▶ _Assignment_: Print the full listing once more, exactly as given.
(Extracted records begins)
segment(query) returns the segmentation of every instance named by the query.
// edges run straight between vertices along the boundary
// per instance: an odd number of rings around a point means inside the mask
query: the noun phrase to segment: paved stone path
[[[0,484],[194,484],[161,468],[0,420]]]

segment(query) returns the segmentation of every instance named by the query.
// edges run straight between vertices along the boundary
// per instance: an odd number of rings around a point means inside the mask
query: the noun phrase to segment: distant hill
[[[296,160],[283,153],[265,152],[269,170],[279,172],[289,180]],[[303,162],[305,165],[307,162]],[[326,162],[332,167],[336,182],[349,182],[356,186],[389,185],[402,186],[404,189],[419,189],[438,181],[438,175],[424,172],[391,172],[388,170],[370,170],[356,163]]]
(Extracted records ends)
▶ _Answer box_:
segment(query) returns the segmentation of every instance named by the query.
// edges run straight between vertices along the boundary
// per instance: an odd number of rings around a point means inside the mask
query: the noun phrase to segment: paved stone path
[[[0,484],[194,484],[161,468],[0,420]]]

segment(query) returns the segmentation of every instance named by the query.
// edges run straight between vertices along the boundary
// per instance: an odd number of rings around a point means inside the mask
query: the noun phrase to segment: distant hill
[[[296,160],[283,153],[265,152],[269,170],[279,172],[289,180]],[[303,162],[305,165],[307,162]],[[326,162],[332,167],[336,182],[349,182],[356,186],[389,185],[402,186],[404,189],[419,189],[438,181],[438,175],[424,172],[391,172],[388,170],[370,170],[356,163]]]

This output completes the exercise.